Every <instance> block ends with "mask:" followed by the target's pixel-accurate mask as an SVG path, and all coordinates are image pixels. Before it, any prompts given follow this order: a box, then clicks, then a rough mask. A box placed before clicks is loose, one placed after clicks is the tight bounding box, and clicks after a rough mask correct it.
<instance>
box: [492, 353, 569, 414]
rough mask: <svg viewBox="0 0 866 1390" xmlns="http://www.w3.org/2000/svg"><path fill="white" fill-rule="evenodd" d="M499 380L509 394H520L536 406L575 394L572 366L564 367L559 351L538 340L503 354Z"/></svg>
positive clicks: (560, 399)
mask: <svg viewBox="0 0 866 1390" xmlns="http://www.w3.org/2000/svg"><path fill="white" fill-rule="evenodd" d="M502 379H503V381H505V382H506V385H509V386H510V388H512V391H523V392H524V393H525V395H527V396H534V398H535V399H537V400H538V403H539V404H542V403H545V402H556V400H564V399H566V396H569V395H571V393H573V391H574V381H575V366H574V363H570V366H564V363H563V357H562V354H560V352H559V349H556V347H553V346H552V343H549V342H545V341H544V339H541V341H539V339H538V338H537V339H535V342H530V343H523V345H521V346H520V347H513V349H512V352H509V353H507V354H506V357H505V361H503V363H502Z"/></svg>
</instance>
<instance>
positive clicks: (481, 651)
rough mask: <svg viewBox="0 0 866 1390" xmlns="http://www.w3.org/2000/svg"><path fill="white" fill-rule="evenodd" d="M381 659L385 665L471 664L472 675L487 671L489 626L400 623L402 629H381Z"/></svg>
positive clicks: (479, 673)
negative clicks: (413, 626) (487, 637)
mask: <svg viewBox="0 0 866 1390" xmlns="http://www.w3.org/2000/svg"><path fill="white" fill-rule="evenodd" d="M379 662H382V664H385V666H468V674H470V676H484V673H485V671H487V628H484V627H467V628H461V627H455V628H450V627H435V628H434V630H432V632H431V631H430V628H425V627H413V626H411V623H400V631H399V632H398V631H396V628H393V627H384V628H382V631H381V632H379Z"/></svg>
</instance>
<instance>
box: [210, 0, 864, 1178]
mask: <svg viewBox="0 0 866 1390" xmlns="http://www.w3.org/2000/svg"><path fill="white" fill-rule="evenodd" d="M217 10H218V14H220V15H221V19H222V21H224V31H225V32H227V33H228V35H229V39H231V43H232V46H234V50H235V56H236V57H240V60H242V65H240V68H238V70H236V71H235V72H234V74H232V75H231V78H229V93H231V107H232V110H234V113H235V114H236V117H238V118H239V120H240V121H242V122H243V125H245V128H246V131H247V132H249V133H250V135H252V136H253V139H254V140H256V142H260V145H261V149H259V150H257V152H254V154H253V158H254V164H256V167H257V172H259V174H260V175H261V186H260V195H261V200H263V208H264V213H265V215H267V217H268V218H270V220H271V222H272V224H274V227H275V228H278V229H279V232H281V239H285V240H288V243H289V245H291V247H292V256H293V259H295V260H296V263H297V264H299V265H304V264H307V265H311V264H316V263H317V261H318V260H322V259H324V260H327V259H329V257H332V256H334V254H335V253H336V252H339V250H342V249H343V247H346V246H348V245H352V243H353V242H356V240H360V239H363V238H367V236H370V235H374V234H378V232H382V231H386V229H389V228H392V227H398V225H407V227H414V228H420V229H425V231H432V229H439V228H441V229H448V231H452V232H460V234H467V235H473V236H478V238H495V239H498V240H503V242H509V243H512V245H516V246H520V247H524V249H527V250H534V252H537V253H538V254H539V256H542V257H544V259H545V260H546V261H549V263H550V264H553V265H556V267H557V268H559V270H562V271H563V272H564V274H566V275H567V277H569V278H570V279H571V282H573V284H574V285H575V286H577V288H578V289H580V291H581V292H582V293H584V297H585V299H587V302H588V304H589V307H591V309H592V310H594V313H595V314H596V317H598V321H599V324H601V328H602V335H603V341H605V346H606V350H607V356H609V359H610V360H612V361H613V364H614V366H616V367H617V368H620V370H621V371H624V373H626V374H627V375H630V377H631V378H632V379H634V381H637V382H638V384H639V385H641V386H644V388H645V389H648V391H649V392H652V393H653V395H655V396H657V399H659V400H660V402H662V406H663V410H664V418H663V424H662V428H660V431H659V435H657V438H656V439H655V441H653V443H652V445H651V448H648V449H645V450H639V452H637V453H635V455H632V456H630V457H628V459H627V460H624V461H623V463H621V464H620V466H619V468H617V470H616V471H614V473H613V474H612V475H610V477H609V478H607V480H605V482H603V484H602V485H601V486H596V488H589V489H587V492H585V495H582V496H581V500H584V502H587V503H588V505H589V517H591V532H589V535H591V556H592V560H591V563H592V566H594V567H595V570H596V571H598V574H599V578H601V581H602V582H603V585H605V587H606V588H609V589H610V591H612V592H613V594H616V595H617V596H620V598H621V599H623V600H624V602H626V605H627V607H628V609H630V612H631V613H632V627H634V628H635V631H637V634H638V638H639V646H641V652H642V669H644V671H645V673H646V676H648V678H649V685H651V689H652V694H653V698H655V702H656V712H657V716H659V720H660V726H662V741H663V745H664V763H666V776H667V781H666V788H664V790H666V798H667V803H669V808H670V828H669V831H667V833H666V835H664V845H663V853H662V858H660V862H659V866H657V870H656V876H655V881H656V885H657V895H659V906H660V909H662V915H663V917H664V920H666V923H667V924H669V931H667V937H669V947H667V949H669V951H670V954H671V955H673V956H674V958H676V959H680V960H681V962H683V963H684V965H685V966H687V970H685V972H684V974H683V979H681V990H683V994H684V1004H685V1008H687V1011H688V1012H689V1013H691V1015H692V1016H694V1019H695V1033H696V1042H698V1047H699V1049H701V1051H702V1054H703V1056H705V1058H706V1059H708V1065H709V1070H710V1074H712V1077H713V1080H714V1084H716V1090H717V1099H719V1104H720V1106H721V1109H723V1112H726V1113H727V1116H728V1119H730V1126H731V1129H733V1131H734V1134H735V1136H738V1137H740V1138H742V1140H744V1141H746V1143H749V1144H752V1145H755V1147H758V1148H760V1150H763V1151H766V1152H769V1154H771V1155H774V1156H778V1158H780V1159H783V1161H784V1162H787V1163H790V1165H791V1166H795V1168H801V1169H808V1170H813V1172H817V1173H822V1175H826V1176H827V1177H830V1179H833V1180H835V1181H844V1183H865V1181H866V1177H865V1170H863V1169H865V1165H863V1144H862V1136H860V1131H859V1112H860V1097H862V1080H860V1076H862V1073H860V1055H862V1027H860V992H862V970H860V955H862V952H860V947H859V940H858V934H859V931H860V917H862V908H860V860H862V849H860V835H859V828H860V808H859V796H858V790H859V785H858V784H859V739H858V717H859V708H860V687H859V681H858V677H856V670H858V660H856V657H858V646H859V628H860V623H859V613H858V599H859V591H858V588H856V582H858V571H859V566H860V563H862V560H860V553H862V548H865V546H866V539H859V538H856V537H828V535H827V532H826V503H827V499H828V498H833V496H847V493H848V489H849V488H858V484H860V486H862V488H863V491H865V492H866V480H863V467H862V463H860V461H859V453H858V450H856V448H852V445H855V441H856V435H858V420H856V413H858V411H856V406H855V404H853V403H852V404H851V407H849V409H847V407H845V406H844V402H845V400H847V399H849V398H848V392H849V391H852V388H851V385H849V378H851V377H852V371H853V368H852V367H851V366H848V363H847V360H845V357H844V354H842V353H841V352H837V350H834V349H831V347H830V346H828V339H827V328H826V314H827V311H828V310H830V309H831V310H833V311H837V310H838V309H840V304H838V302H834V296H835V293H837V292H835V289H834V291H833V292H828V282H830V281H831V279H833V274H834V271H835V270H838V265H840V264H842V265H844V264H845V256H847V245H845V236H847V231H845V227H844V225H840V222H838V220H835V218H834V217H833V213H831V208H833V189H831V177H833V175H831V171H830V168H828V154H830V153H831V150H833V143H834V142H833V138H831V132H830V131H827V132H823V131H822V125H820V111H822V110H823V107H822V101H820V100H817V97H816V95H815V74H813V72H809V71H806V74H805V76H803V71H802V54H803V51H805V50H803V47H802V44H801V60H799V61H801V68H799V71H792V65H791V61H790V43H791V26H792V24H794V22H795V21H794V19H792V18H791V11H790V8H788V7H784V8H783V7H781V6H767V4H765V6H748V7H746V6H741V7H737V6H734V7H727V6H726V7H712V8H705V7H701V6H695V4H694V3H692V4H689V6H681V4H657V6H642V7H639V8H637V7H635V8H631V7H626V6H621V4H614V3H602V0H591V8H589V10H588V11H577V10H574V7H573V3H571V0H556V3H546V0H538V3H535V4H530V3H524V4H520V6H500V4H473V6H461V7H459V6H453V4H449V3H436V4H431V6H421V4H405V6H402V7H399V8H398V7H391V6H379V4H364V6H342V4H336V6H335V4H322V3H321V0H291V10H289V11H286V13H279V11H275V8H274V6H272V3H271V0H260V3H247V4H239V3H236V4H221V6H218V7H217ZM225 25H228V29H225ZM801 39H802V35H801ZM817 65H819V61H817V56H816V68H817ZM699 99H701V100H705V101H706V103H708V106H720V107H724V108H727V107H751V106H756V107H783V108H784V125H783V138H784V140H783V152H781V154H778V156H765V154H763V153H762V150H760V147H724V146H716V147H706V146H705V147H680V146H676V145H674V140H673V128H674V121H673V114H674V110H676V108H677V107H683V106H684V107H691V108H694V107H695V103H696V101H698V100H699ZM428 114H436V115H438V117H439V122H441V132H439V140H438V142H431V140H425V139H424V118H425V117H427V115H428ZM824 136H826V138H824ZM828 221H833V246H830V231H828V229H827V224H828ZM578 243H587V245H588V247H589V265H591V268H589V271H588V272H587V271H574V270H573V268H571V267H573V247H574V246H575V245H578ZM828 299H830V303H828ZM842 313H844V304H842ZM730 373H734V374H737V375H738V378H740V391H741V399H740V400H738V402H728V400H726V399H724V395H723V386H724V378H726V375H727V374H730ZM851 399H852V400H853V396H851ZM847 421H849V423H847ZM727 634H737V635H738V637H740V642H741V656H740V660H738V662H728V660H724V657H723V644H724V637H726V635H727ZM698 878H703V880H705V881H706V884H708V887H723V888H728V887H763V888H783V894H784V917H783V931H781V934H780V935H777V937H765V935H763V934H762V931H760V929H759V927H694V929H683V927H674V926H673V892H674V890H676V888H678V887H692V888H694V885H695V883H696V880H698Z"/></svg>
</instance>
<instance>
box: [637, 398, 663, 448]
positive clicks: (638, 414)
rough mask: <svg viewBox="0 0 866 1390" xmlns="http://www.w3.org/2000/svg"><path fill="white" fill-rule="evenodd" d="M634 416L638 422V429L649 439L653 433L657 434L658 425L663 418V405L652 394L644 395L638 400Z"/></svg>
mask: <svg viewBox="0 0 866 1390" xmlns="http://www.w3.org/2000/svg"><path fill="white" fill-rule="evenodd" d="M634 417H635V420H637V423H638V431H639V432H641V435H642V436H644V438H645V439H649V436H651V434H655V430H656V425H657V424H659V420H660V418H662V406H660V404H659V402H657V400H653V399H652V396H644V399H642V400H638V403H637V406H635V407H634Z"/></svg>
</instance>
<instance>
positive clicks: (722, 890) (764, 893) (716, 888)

> **Task requirements**
Restate the entries above word for word, beginning with their first line and ending with the line holding "box: [492, 353, 569, 414]"; omit everything else.

> **Answer for this exercise**
Every <instance> block ends with "mask:" followed by the target's pixel-accurate mask as an SVG path, and all coordinates are image pixels. Before it, any prompts given follow this order: a box, then clicks, then a rough mask. A box placed before clicks is loose, one placed after clicks is the tight bounding box, and clicks after a rough mask correct it.
<instance>
box: [492, 353, 569, 414]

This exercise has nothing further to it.